§ Selected text

— BEGIN —

# Tree Stands on Public Land



## speedway2899 (Feb 20, 2012)

After March 1st..... are tree stands left on state land without any name or markings considered abandoned???


----------



## malainse (Sep 2, 2002)

They are in violation of the law and should be reported to the DNR.

No, they are not free for the taking.


----------



## Birddogm33 (Nov 9, 2007)

Aren't they supposed to be down by Jan 31?


----------



## speedway2899 (Feb 20, 2012)

I called the DNR yesterday and they said march 1st.


----------



## STEELHEAD JUNKIE (Feb 20, 2010)

I've had a few stands taken from stateland during hunting season.  Yes they were locked to the tree and so were the climbing sticks. They took them all. Ive lost 2 stands over the years.

My buddy lost 2 stands off his own private land next to his house??? I use a climber now mostly. I'm a firm believer in what goes around comes around. You reap what you sow! I had to vent, sorry.

— END —

§ Stated goal A
In the thread on tree stands on public land, transcribe everything from "My buddy lost" down to "to vent, sorry.".
§ Stated goal B
In the thread on tree stands on public land, what type of stand does STEELHEAD JUNKIE say they mostly use now?

§ Material provided
— BEGIN —

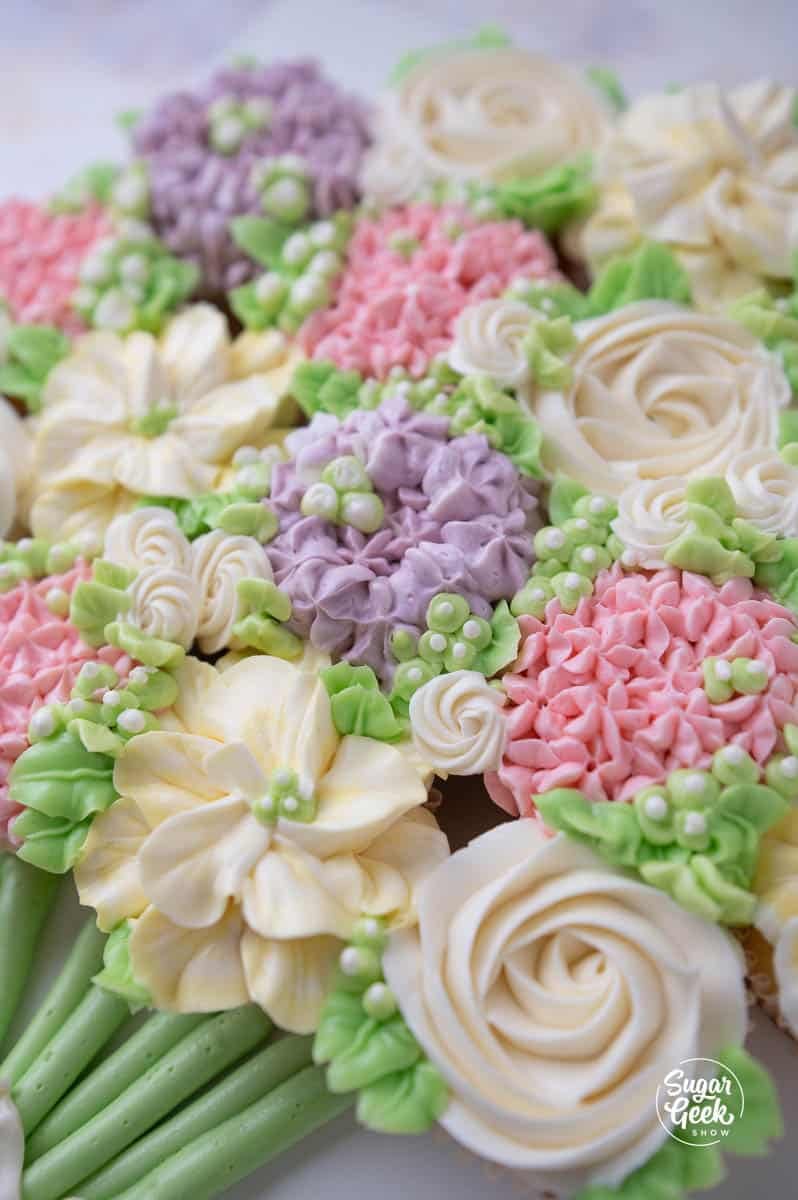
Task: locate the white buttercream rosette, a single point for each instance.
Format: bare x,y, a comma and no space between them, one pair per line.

— END —

§ Worked solution A
My buddy lost 2 stands off his own private land next to his house??? I use a climber now mostly. I'm a firm believer in what goes around comes around. You reap what you sow! I had to vent, sorry.

§ Worked solution B
A climber.